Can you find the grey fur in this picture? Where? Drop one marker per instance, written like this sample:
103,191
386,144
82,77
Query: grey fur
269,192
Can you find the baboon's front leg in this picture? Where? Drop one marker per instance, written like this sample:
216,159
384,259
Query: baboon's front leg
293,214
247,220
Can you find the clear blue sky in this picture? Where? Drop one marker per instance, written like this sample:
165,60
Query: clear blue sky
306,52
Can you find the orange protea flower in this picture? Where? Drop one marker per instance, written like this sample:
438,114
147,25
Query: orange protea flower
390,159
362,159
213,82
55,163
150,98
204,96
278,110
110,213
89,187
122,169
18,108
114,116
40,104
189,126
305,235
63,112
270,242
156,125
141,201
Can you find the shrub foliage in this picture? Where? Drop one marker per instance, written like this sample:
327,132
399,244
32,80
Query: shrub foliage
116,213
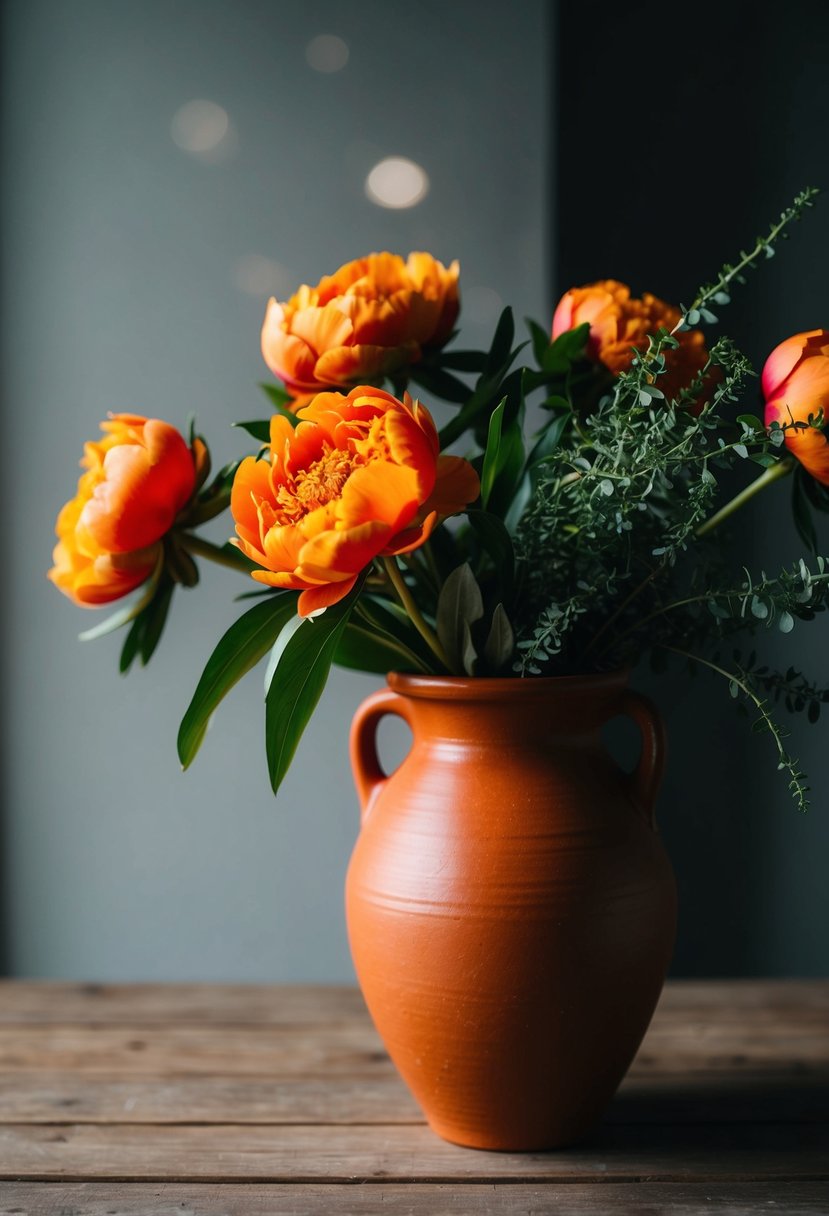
=-=-=-=-=
**Do this**
Return each line from the rows above that contains the word "shrub".

**Solution for this task**
Can you find the shrub foliage in this picture? Where? Drop one marker per instance, written like this sample:
Query: shrub foliage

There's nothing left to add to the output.